→ **EXTRAIT DU TEXTE**:

* * * * *

Il est des généalogies qui ne trompent pas, ces dernières années Jean-Paul Bourre a fait paraître deux ouvrages sur Gérard de Nerval et Villiers de l'Isle-Adam. Il existe des lignes de force telluriques qui parcourent les continents et les siècles et qui relient les nodosités les plus extrêmes, celles qui traversent les zones crépusculaires des énergies noires, ces modes de vie d'obédience êtrale que l'on surnomme poétiques.

 

Photo de Vince Taylor en couverture, coupures de presse en fin de volume, Jean-Paul Bourre a tout fait pour que la saga intérieure de ces rêves d'adolescent interfère le lecteur contemporain et le télescope à l'historicité des faits rapportés. Qui se souvient encore de la bande des Croix blanches d'Issoire ? Bien sûr en une courte note finale il avoue avoir maquillé l'âge des protagonistes et quelques noms, l'on pourra même se permettre de faire la fine bouche sur quelques notes de mauvais goût, par exemple l'introduction répétée d'Adamo et de ses chansonnettes kitcho-réactionnaires dans le juke-box, mais arrêtons de critiquer les ramiges de l'aigle.

* * * * *

→ **ENREGISTREMENTS**:

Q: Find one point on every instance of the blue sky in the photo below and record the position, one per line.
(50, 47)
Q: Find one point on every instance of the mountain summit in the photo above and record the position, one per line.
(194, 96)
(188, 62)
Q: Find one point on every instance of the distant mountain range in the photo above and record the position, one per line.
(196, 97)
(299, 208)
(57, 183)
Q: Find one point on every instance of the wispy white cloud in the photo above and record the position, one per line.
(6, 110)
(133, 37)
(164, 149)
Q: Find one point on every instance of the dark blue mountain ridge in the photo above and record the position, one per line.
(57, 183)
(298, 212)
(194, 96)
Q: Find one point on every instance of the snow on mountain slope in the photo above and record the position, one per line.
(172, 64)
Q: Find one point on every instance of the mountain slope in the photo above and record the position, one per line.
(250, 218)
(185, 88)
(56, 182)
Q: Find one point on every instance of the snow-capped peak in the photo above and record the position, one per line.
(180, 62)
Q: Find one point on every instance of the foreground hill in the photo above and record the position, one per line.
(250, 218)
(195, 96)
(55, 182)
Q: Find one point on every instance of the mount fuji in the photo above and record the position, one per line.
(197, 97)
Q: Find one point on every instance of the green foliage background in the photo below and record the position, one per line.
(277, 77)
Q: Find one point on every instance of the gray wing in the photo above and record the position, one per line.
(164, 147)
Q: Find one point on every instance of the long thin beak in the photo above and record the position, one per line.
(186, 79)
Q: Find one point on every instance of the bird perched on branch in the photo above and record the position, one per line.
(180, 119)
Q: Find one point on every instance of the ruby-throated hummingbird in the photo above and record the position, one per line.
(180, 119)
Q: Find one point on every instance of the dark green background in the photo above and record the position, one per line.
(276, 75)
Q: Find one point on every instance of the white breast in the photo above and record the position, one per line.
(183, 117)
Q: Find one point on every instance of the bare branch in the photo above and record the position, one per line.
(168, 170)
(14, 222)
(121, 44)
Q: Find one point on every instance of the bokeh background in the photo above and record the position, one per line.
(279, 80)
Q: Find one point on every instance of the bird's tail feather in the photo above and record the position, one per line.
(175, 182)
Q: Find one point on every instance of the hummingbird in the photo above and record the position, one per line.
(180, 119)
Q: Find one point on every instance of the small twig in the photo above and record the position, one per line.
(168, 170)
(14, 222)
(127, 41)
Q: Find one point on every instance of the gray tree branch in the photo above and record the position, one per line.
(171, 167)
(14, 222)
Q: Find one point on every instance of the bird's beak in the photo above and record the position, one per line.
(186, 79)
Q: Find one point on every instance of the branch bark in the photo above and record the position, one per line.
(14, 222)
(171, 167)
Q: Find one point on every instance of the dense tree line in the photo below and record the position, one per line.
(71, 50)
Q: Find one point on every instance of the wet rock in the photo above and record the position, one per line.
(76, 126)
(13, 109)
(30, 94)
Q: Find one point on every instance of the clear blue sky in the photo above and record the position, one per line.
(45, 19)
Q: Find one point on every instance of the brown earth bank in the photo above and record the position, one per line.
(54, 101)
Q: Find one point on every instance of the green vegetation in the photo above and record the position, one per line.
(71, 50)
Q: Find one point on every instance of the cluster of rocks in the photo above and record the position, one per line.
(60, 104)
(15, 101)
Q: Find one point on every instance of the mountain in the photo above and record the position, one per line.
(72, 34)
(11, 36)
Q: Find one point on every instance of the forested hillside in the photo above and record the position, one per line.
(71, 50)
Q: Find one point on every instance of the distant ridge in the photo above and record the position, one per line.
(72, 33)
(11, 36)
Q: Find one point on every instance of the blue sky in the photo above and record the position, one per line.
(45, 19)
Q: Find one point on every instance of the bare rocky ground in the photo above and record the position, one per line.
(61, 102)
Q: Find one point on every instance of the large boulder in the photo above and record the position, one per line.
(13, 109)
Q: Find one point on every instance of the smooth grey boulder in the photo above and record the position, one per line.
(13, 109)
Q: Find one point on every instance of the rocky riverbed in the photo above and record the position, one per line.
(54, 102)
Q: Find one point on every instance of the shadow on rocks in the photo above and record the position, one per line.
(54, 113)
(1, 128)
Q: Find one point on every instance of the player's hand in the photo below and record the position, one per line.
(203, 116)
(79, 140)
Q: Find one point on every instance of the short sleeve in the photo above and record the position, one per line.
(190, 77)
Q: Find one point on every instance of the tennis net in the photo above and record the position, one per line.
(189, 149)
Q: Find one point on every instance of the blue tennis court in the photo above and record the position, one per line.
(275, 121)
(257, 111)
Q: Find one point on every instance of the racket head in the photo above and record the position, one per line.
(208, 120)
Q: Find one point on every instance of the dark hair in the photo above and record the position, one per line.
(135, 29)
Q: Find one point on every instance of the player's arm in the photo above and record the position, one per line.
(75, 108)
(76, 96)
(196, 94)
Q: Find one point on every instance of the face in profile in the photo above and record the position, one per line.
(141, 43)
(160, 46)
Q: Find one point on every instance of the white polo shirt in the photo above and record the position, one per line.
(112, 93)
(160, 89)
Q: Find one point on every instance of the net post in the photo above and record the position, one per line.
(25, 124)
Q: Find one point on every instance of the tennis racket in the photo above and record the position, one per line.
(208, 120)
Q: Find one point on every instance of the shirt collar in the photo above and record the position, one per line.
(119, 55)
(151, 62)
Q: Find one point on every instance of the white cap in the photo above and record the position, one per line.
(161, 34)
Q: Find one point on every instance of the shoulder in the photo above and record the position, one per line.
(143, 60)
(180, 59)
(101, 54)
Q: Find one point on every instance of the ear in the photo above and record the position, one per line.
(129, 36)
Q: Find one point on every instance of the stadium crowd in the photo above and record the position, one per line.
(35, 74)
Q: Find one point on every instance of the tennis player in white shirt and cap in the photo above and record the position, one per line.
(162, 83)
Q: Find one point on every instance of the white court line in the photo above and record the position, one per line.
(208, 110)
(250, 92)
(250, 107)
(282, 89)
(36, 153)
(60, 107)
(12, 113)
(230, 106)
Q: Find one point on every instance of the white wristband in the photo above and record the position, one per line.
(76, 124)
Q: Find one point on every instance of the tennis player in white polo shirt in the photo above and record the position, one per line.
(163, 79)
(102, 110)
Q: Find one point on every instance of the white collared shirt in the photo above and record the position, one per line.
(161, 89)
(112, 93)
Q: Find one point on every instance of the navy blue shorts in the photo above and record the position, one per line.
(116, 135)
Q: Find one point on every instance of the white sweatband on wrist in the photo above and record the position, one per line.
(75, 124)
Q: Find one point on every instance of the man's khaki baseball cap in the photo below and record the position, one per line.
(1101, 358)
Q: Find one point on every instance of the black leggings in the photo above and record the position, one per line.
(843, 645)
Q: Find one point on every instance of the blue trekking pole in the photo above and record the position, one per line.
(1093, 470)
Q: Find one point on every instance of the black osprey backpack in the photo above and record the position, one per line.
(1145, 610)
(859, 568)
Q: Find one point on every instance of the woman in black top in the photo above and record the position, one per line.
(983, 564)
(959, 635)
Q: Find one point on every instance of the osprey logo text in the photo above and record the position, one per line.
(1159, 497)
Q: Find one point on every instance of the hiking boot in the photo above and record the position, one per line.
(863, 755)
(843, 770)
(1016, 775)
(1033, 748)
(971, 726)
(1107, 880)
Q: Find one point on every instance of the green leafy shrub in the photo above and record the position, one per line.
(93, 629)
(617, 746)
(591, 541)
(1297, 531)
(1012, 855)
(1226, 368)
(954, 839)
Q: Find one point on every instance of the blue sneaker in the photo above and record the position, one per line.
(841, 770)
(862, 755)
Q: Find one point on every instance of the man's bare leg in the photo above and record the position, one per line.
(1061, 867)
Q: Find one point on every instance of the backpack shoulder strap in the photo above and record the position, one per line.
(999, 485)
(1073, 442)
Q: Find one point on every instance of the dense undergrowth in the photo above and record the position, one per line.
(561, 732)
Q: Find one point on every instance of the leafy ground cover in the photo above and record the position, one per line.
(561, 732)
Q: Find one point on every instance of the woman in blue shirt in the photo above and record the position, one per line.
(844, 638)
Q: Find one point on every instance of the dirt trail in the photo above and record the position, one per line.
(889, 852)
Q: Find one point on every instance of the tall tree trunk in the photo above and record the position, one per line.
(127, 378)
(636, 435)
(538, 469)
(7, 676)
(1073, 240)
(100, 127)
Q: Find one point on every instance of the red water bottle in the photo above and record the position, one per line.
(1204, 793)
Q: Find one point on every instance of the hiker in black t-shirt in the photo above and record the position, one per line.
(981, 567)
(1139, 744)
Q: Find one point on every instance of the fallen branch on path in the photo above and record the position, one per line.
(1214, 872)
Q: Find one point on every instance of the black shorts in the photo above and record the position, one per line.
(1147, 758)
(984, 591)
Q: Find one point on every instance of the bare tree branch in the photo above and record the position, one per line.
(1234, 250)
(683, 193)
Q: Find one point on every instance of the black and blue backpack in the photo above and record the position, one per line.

* * * * *

→ **CONSIGNES ÉCRITES**:
#1 Répondez à ces questions sur l'extrait consacré à Jean-Paul Bourre :
(a) Sur quels deux auteurs a-t-il fait paraître des ouvrages ces dernières années ?
(b) De qui est la photo en couverture ?
(c) Qu'avoue-t-il avoir maquillé dans sa courte note finale ?
#2 Écrivez la suite de l'extrait consacré à Jean-Paul Bourre, juste après sa dernière phrase.

→ **RÉPONSES FINALES**:
#1
(a) Gérard de Nerval et Villiers de l'Isle-Adam.
(b) Vince Taylor.
(c) L'âge des protagonistes et quelques noms.

#2
 

Le livre se lit d'une traite, il se déploie comme un raid de sous-marin nucléaire qui s'en va torpiller la calotte glacière dans le but avoué de provoquer une catastrophe écologique planétaire, l'objectif suprême étant de rayer l'insecte humain de la terre. Non,ce n'est pas un thriller, mais le compte-rendu in vivo des fureurs adolescentes qui vous court-circuitent le cerveau dès que les phéromones de la puberté poignardent votre enfance. Dans le dos.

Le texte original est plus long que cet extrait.